◆ Quoted passage
Since a politico acts as both a trustee and a delegate depending on the popular saliency of the issue at hand, he is able to make decisions that the people are pushing for, but is also able to step in and make decisions that he thinks are best for the people. The findings in the Canes-Wrone and Shotts piece provide a good example as to when the president should act as a delegate. Issues that constituents think about routinely such as crime, education and economy should be represented by a delegate who will take into consideration the will of the people, since they are the ones who are the most directly effected. Things like the federal reserve, nuclear energy and foreign policy should probably not be up to the popular will of the people and should be looked after by a trustee who will make more informed, conversant decisions.

However there are some cons to this type of representative. If the executive is acting as a politico, according to its definition he is supposed to act in accordance to the popular salience of an issue. Sometimes a representative’s constituents may push for a popular policy to be passed but is it really always the best decision. Sometimes people are blinded by their own opinions and while appeasing the majority is always a popular thing to do, it may not be what is always best for the country. He should strive to represent all citizens, but that’s not very realistic. He should definitely represent just the electorate, but maybe an aim at all citizens with a stronger focus on those in his political party. While I’m sure there are some people of the opposite political party who voted for the president in power, it is largely due to his political party who elected him.

◆ Data
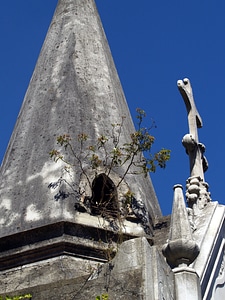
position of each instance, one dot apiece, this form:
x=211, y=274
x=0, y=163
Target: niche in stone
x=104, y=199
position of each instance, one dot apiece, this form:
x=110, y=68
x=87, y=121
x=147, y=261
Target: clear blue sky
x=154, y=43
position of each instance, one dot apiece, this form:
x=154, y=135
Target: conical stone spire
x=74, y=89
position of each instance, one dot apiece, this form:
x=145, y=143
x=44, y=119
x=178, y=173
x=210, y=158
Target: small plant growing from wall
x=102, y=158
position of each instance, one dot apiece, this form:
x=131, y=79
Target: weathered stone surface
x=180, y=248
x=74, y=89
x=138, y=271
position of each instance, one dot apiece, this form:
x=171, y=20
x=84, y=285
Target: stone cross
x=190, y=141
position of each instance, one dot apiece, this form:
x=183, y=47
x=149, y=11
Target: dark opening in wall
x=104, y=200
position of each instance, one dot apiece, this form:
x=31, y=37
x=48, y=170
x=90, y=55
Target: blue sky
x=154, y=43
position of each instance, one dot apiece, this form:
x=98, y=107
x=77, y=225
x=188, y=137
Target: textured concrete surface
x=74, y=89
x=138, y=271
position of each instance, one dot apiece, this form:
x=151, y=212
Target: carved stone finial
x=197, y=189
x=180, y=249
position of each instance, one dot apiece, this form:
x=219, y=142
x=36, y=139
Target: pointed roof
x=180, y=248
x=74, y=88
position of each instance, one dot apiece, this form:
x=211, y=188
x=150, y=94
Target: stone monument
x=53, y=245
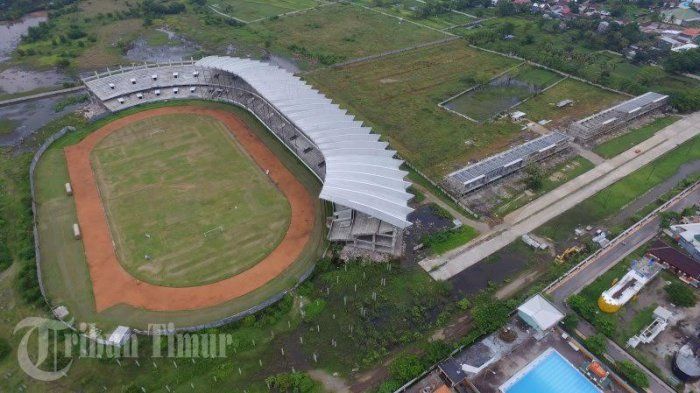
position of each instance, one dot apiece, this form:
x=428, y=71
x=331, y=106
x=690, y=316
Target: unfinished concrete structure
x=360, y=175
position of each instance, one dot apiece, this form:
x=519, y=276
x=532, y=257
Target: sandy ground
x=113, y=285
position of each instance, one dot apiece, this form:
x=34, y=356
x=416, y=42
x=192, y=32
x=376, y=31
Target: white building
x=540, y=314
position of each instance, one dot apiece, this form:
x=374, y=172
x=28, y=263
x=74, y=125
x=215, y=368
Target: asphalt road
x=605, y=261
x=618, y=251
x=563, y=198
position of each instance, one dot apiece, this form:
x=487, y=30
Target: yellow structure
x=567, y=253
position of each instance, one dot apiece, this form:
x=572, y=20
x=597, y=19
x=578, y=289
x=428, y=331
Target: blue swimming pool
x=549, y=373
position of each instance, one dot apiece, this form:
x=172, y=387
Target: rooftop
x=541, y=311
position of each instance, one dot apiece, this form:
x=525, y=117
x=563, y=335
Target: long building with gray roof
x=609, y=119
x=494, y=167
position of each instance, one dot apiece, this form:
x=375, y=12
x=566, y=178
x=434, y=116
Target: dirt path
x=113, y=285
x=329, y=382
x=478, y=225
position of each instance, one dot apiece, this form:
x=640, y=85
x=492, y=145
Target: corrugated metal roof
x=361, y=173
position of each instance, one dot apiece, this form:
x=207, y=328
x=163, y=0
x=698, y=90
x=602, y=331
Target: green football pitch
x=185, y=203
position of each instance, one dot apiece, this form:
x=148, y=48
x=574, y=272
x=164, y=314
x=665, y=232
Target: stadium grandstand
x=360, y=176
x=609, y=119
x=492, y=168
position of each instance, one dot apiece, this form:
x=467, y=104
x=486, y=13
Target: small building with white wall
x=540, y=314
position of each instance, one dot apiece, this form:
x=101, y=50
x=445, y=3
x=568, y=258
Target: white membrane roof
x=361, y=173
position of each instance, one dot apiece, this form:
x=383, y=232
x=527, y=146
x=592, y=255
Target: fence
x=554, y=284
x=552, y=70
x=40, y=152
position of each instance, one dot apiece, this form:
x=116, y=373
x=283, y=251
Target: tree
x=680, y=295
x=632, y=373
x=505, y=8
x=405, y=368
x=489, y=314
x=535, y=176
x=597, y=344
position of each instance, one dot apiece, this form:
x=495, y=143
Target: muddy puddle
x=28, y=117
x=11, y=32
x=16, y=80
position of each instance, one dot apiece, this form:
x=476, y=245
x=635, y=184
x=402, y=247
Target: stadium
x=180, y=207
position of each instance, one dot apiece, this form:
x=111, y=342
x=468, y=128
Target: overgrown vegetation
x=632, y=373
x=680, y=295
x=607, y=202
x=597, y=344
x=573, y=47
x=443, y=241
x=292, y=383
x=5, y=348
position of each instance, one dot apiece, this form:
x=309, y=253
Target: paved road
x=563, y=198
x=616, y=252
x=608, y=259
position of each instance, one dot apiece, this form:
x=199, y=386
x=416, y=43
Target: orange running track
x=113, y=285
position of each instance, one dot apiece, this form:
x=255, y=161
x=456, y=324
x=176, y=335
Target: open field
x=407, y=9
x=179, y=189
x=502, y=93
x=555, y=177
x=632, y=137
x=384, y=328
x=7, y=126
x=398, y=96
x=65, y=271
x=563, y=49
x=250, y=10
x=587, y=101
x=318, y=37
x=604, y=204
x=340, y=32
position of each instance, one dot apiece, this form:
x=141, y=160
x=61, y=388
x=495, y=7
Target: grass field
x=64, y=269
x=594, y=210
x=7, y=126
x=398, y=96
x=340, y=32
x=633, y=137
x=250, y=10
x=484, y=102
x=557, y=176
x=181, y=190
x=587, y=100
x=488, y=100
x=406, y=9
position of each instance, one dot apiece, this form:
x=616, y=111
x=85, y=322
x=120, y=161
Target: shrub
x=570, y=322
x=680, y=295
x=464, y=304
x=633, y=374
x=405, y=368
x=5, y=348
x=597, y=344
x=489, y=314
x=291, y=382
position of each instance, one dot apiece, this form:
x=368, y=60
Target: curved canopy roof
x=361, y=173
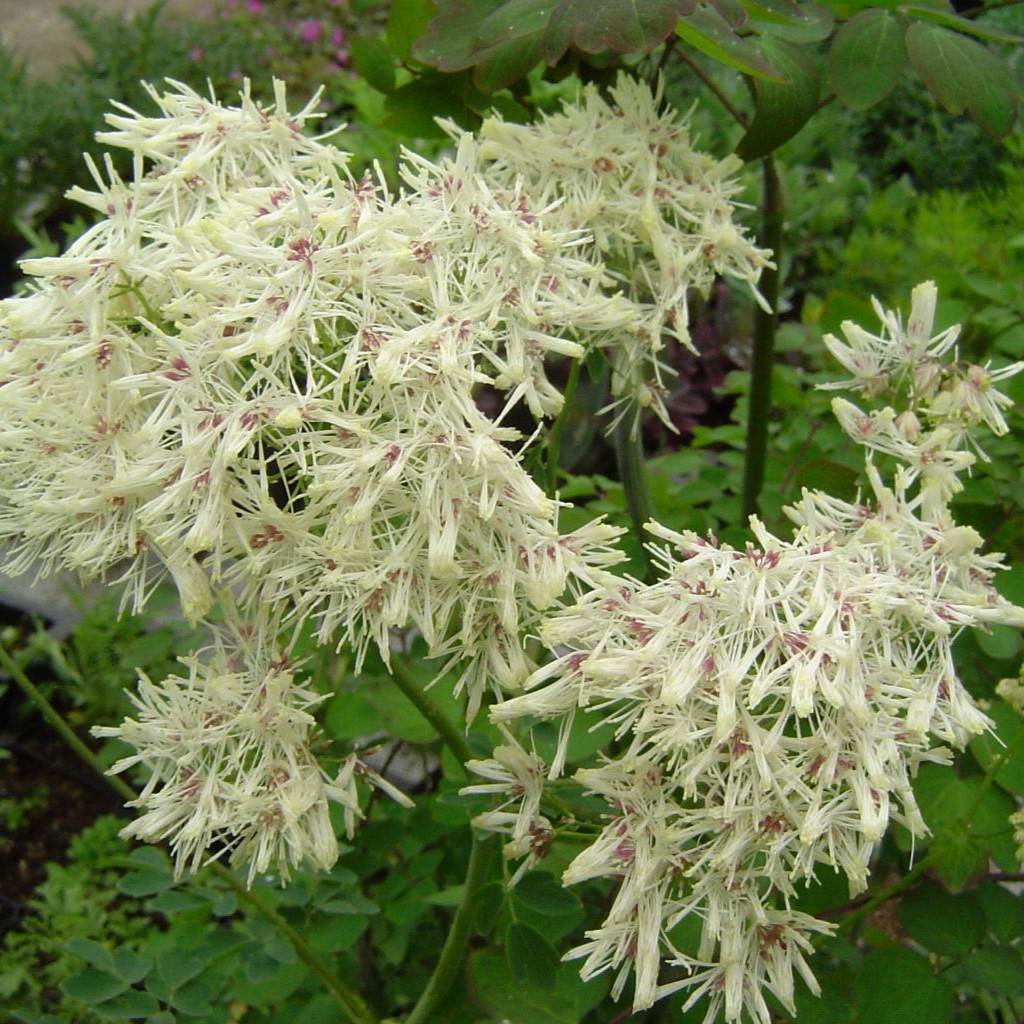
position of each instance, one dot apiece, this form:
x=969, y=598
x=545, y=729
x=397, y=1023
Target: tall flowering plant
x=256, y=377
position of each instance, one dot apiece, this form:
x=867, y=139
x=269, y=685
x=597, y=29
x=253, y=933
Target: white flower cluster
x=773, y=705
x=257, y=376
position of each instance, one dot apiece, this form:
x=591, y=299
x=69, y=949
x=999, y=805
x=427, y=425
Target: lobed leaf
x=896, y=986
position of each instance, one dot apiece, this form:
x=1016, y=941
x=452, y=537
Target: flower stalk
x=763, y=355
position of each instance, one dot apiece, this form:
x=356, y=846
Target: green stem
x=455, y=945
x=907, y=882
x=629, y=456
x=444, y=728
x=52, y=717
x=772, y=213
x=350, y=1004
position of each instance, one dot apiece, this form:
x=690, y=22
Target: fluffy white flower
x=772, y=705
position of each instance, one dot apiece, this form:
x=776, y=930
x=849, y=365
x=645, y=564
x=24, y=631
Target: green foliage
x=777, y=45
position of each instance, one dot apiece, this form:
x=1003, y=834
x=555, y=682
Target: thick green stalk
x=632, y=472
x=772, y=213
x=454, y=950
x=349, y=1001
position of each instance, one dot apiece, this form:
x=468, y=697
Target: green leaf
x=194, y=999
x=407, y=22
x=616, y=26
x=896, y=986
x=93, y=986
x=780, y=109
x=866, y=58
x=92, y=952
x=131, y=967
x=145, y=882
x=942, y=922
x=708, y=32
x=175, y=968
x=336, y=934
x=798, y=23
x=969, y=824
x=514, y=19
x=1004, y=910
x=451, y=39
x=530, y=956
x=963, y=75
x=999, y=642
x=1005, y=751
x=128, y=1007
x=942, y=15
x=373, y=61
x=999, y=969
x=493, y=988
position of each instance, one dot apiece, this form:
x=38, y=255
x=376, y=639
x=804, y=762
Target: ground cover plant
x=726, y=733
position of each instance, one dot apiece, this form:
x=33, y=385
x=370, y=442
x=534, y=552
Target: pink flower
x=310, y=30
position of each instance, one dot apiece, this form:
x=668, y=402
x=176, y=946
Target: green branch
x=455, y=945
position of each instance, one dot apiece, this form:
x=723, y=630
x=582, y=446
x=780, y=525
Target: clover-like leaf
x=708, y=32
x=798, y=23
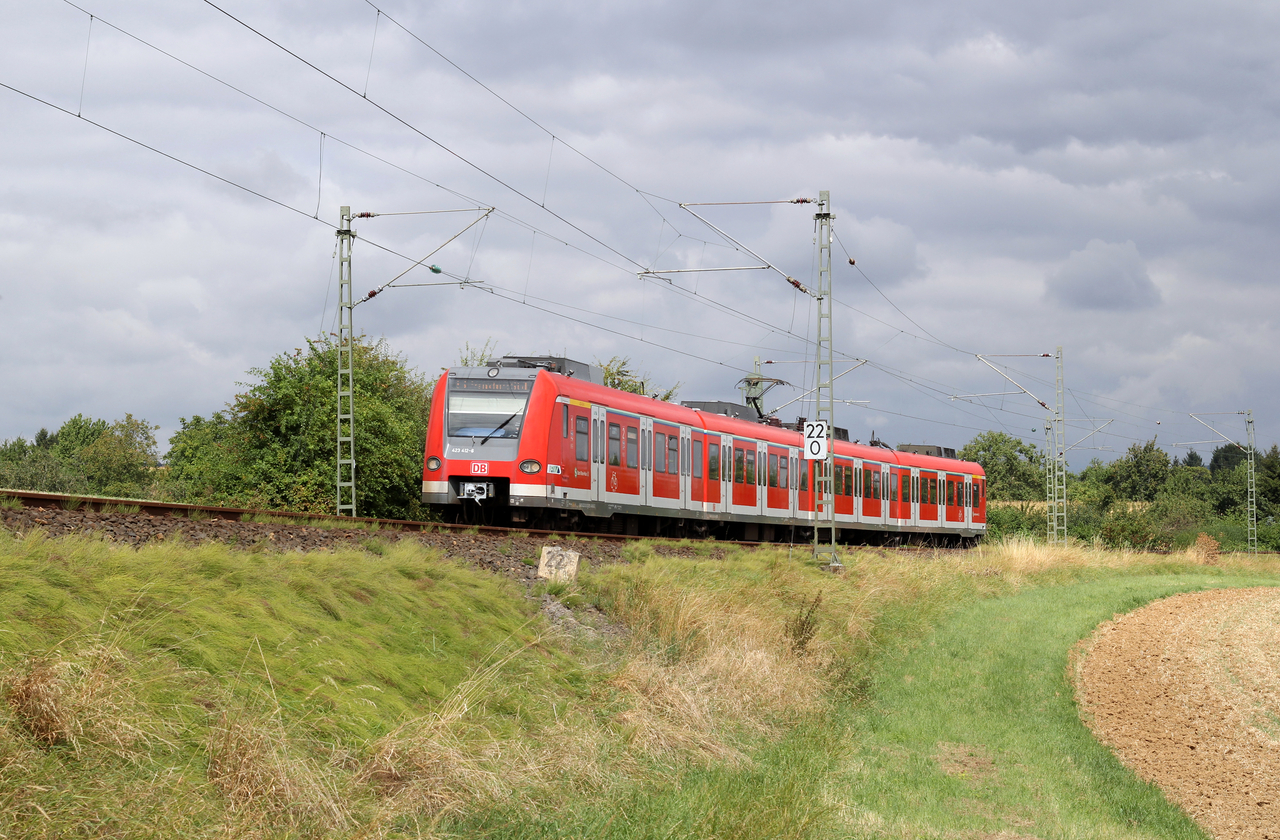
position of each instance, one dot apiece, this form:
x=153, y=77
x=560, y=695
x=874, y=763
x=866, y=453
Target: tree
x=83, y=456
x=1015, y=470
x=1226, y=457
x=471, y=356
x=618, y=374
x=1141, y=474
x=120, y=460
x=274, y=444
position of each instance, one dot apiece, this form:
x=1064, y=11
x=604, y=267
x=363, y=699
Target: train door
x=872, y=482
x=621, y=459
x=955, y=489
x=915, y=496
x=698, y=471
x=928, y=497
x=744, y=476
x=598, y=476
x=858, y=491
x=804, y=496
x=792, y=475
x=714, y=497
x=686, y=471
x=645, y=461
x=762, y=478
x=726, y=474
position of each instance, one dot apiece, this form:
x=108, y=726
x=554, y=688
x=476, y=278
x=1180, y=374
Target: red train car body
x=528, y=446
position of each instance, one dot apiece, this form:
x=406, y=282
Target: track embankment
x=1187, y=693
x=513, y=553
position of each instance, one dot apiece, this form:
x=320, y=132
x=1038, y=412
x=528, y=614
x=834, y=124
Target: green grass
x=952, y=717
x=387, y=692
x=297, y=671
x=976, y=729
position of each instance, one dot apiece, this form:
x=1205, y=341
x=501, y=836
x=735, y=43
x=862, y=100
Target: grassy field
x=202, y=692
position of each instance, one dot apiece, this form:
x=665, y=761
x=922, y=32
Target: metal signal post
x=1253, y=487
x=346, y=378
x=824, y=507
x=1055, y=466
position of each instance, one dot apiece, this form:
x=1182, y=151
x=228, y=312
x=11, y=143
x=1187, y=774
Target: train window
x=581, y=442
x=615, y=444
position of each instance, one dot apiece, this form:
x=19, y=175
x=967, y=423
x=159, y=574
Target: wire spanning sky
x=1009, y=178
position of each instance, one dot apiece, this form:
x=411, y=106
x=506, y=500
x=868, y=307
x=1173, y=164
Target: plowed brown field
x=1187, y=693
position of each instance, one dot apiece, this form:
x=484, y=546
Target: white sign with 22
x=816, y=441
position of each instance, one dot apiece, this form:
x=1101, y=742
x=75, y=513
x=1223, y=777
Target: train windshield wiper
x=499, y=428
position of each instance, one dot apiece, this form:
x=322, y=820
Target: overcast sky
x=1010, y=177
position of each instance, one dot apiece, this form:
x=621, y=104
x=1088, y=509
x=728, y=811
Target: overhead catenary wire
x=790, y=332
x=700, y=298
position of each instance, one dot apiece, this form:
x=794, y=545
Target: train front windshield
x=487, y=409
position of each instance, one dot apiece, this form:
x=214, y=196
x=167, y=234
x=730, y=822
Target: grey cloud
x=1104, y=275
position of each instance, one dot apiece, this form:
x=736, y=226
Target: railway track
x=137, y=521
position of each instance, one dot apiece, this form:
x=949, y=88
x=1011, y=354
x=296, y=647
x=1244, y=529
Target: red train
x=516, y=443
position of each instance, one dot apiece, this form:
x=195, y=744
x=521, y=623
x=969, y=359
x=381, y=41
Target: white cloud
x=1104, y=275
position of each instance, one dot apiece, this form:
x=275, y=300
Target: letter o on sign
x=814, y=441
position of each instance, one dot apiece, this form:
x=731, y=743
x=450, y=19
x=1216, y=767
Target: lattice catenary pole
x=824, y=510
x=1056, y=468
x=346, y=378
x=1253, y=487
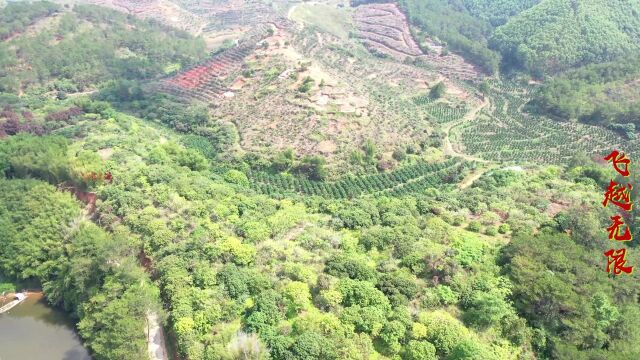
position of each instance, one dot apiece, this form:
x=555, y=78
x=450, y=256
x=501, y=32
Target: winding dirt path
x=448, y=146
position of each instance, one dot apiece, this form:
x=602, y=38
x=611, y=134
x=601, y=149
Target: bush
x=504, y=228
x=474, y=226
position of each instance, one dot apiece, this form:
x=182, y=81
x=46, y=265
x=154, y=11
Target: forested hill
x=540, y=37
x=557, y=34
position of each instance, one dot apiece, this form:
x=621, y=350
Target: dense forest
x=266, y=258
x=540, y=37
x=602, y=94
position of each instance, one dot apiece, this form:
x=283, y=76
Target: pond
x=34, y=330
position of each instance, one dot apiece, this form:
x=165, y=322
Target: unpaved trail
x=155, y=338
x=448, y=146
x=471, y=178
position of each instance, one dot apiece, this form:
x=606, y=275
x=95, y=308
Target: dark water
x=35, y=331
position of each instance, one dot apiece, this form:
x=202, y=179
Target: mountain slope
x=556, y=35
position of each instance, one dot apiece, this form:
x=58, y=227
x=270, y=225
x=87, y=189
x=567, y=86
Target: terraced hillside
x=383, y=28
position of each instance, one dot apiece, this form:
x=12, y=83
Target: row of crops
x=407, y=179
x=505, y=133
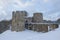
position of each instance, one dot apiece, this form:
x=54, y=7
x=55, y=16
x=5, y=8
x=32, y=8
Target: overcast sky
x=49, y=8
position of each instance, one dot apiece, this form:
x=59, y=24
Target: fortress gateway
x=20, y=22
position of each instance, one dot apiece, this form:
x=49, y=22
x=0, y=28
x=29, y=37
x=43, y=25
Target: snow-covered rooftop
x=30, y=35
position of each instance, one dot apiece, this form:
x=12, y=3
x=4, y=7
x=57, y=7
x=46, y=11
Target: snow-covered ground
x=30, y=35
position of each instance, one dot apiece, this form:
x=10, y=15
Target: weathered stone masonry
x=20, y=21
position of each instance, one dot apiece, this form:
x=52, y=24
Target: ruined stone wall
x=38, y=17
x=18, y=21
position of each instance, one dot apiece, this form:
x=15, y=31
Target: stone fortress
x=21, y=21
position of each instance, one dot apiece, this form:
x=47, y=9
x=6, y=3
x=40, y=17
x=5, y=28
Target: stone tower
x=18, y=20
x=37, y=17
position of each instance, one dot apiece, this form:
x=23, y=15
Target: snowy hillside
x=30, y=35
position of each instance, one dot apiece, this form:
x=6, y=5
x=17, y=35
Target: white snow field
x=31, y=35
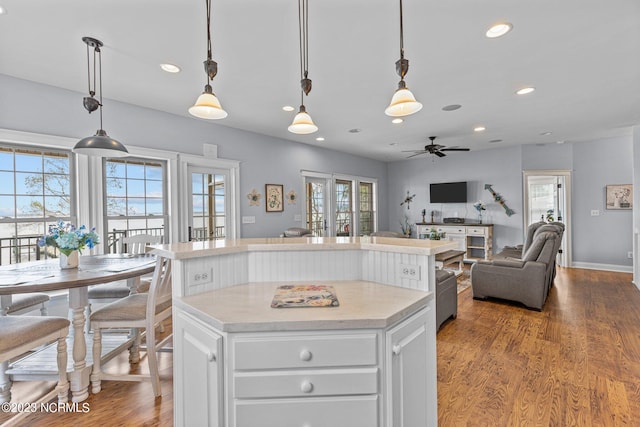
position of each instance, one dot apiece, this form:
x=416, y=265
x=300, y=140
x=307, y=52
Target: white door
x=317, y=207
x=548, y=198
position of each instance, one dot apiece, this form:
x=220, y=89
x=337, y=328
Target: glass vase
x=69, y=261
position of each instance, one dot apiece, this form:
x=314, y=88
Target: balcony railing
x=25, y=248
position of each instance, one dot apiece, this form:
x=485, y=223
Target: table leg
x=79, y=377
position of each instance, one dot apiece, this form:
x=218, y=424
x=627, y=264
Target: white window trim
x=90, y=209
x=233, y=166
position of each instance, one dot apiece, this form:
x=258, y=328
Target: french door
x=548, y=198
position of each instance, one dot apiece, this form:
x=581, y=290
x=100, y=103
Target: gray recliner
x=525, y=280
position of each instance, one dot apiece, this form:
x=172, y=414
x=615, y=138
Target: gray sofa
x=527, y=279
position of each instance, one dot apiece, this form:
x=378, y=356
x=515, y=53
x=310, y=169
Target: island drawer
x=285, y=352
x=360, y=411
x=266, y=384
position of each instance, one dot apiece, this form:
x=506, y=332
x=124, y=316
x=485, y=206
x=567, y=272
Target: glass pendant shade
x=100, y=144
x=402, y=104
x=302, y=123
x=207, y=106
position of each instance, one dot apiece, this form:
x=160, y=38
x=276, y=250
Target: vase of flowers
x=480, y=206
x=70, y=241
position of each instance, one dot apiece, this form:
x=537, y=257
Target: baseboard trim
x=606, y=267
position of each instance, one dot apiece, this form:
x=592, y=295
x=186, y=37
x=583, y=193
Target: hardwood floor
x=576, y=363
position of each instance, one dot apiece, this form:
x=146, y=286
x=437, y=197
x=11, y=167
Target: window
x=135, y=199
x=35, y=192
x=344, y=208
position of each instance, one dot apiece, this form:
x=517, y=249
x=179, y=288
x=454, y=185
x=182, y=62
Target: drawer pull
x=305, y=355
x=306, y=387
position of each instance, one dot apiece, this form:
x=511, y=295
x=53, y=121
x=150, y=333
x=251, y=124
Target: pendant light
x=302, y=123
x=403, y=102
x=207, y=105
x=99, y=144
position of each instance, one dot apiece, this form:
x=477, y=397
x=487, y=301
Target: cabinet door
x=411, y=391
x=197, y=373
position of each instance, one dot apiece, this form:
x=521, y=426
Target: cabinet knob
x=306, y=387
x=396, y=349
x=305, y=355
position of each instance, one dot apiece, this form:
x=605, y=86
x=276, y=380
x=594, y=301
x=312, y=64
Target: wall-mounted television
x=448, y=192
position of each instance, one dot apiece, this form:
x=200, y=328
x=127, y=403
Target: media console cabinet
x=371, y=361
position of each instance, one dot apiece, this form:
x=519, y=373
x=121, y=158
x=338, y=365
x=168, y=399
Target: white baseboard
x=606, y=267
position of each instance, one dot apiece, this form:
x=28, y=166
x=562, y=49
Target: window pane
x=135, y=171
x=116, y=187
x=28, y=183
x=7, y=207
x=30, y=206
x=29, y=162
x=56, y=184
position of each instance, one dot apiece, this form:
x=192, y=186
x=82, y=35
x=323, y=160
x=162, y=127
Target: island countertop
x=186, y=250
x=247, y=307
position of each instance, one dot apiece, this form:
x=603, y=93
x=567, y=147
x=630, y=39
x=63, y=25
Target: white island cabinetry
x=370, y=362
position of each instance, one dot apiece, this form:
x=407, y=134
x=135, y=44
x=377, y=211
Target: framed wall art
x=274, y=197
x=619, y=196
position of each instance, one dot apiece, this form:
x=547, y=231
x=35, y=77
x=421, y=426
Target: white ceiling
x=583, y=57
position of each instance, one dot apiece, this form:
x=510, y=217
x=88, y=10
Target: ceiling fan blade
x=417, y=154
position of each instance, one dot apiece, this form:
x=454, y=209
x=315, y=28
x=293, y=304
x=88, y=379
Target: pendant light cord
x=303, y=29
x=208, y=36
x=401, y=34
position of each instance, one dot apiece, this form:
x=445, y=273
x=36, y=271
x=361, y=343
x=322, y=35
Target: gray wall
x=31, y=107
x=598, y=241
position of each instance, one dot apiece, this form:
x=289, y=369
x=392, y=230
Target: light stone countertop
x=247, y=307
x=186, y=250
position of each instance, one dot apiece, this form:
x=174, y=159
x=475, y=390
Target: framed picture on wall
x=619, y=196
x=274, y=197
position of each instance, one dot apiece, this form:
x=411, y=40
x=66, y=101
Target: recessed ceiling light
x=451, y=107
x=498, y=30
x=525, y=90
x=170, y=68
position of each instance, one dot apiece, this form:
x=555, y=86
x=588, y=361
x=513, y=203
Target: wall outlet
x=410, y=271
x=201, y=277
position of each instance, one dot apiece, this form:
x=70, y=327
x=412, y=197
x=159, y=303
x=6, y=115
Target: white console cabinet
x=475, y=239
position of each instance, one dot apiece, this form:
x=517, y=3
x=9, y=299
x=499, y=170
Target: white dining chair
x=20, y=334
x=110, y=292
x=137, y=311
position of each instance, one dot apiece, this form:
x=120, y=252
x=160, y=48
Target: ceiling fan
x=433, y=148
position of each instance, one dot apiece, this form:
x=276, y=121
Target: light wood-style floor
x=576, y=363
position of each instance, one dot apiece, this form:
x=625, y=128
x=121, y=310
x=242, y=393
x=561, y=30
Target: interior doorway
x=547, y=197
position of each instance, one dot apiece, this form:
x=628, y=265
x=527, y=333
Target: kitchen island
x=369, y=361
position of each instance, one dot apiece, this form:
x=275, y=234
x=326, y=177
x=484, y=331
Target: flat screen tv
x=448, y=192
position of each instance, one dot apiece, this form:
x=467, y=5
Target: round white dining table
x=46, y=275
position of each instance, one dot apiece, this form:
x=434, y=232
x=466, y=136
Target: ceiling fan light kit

◆ What is being asked
Resume the passage on the politico style of presidential representation, starting after its final sentence.

◆ Response
In the case of the president, I do not think he should be expected to be descriptively representative. Descriptive representation should be present in congress, but isn’t a president supposed to try and represent the will of all constituents? Just because a president is from Tennessee doesn’t mean that he should give special interest to his constituents in Tennessee. Therefore, the president should probably use substantive representation. His constituent’s political needs should always be placed somewhere in the forefront of his mind. While they may not always need the things that are best for them, he should still keep in mind what is important to them and try and act in their best interest.

Sunday, February 6, 2011

Roosevelt vs. Taft

Theodore Roosevelt's "stewardship" theory was based off the idea that the president could do anything that the Constitution did not forbid. He believed the president to be a "steward" of the people and "to do all he could for the people." By exercising this type of power Roosevelt believed he was able to do what was necessary for the country and what it demanded. To watch out for the "common well-being" of the nation, Roosevelt believed this type of informal power had to be utilized.

William Taft's "literalist" theory was based upon the idea that the president could not do anything that the Constitution did not permit. He believed that a president's "jurisdiction must be justified and vindicated by affirmative constitutional" provisions, or else those powers do not exist. Taft argues that by giving the executive informal powers is not only limitless, but also unsafe, creating the potential to invade upon private right.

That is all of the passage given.